:: EXTRAIT DU DOCUMENT ::
*-*-*

OTTAWA (ONTARIO) LE LUNDI 11 JANVIER 1999

EN PRÉSENCE DE M. LE JUGE ROTHSTEIN

Entre :

     LE PROCUREUR GÉNÉRAL DU CANADA,

     demandeur,

     - et -

     GERALD JOSEPH CLEARY,

     défendeur.

     ORDONNANCE

     La demande de contrôle judiciaire est rejetée. Le défendeur a droit à des dépens de 2 000 $, comprenant les débours.

                         Marshall Rothstein

                                     J U G E

Traduction certifiée conforme

Laurier Parenteau, LL.L.

     Date : 19990111

     Dossier : T-1533-96

Entre :

     LE PROCUREUR GÉNÉRAL DU CANADA,

     demandeur,

     - et -

     GERALD JOSEPH CLEARY,

     défendeur.

     MOTIFS DE L'ORDONNANCE

     [Prononcés à l'audience à Ottawa (Ontario),

     le mercredi 9 décembre 1998 et révisés]

LE JUGE ROTHSTEIN

[1]      Dans la présente procédure de contrôle judiciaire, la question est de savoir si un arbitre nommé en vertu de la Loi sur les relations de travail dans la fonction publique, L.R.C. (1985), ch. P-35, a commis une erreur susceptible de contrôle en concluant que le défendeur, un employé civil du ministère de la Défense nationale, dont le poste a été classé au niveau EG-05, a droit à une rémunération d'intérim au taux de rémunération d'un major dans les Forces armées parce qu'il remplissait une grande partie des fonctions d'un major pendant une certaine période.

[2]      Les parties conviennent avec moi que la norme de contrôle de la décision d'un arbitre en vertu de la Loi sur les relations de travail dans la fonction publique est le caractère manifestement déraisonnable. Autrement dit, l'erreur doit être manifeste. Voir l'arrêt Barry c. Canada (Conseil du Trésor) (1997), 221 N.R. 237, aux pages 239 et 240 (C.A.F.).

[3]      On a demandé au défendeur d'accomplir, à titre intérimaire, les fonctions de major, à l'exception des fonctions militaires, ce qu'il a fait. Par conséquent, le MDN l'a reclassé au niveau EG-06. Il a été rémunéré au taux le plus bas prévu pour un employé de niveau EG-06. Le défendeur a déposé un grief, faisant valoir qu'il avait droit au taux de rémunération de major, mais qu'il était disposé à accepter le taux de rémunération le plus élevé prévu pour un employé de niveau EG-06, même si au taux le plus élevé prévu pour ce niveau, sa rémunération serait inférieure à celle d'un major. Toutefois, il a dit qu'il serait satisfait de ce taux de rémunération.

[4]      L'arbitre a accepté la position du défendeur :

         [TRADUCTION]                 
             En l'espèce, le plaignant a accompli, à titre intérimaire, les fonctions d'un poste qui était classé au rang de major et la convention collective cadre prévoit que M. Cleary a droit à une rémunération d'intérim comme s'il avait été nommé à ce niveau de classification plus élevé.                 
             Par conséquent, le grief de M. Cleary est accueilli et j'ordonne à l'employeur de le rémunérer, comme il l'a demandé, au taux maximal prévu pour le niveau EG-06 pour la durée de son affectation temporaire.

*-*-*

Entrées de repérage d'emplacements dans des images
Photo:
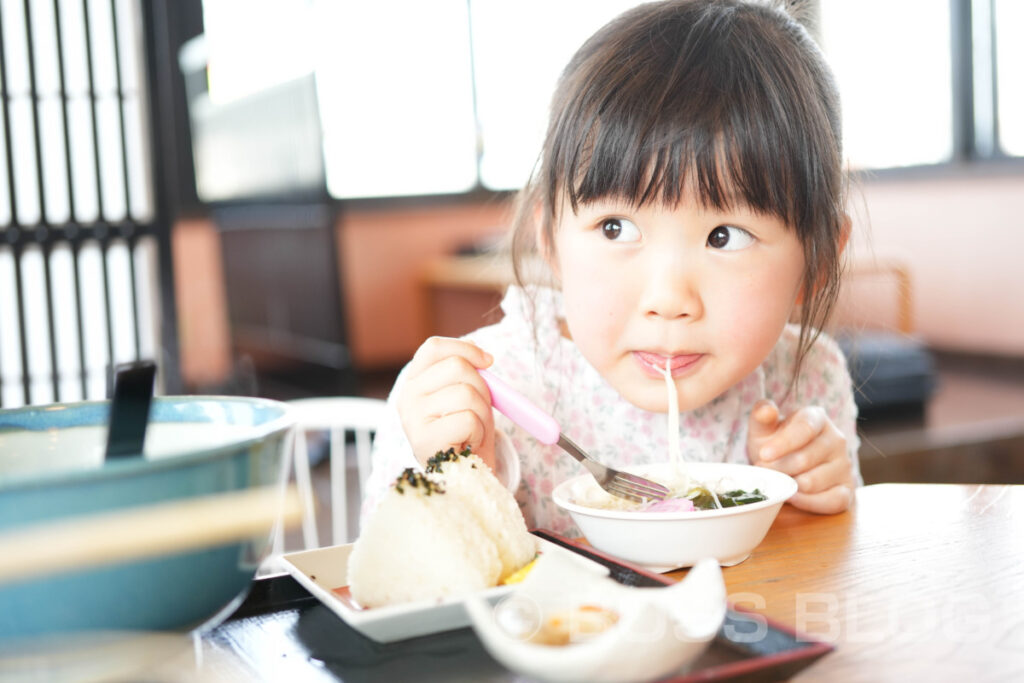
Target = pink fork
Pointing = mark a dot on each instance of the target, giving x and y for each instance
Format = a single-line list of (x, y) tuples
[(545, 429)]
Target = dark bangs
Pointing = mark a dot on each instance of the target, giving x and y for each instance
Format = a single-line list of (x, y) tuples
[(706, 101)]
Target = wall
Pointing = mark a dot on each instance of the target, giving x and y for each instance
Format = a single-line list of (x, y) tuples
[(202, 303), (961, 240), (382, 254)]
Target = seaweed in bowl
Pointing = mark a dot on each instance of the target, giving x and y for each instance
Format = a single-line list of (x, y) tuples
[(662, 539)]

*-*-*

:: TRAVAIL DEMANDÉ ::
1. Renvoyez à l'identique toutes les lignes des enregistrements de repérage d'emplacements dans des images, sans y inclure les images.
2. Fournissez la suite de l'extrait sur l'affaire Cleary, à partir du point où il s'interrompt.

:: RÉPONSES AUX TÂCHES ::
1.
Photo:
Target = pink fork
Pointing = mark a dot on each instance of the target, giving x and y for each instance
Format = a single-line list of (x, y) tuples
[(545, 429)]
Target = dark bangs
Pointing = mark a dot on each instance of the target, giving x and y for each instance
Format = a single-line list of (x, y) tuples
[(706, 101)]
Target = wall
Pointing = mark a dot on each instance of the target, giving x and y for each instance
Format = a single-line list of (x, y) tuples
[(202, 303), (961, 240), (382, 254)]
Target = seaweed in bowl
Pointing = mark a dot on each instance of the target, giving x and y for each instance
Format = a single-line list of (x, y) tuples
[(662, 539)]

2.
[5]      Le procureur général du Canada, demandeur, prétend que l'arbitre a commis une erreur en essayant de traiter le rang de major dans les Forces armées comme un niveau de classification applicable au défendeur, qui est un civil. La convention qui régit l'emploi du défendeur est une convention collective cadre entre le Conseil du Trésor et l'Alliance de la fonction publique du Canada qui a été signée le 17 mai 1989. La disposition sur laquelle s'est appuyé le défendeur devant l'arbitre est la clause M-27.07 qui dispose comme suit :


a) When an employee is required by the Employer to substantially perform the duties of a higher classification level in an acting capacity and performs those duties for at least the period specified in b) below, the employee shall be paid acting pay calculated from the date on which he or she commenced to act as if he or she had been appointed to that higher classification level for the period in which he or she acts.

a) Lorsque l'employé-e est tenu par l'employeur d'exécuter à titre intérimaire une grande partie des fonctions d'un employé-e d'un niveau de classification supérieur et qu'il exécute ces fonctions pendant au moins la période indiquée à l'alinéa b) ci-dessous, il touche, pendant la période d'intérim, une rémunération d'intérim calculée à compter de la date à laquelle il commence à remplir ces fonctions, comme s'il avait été nommé à ce niveau supérieur.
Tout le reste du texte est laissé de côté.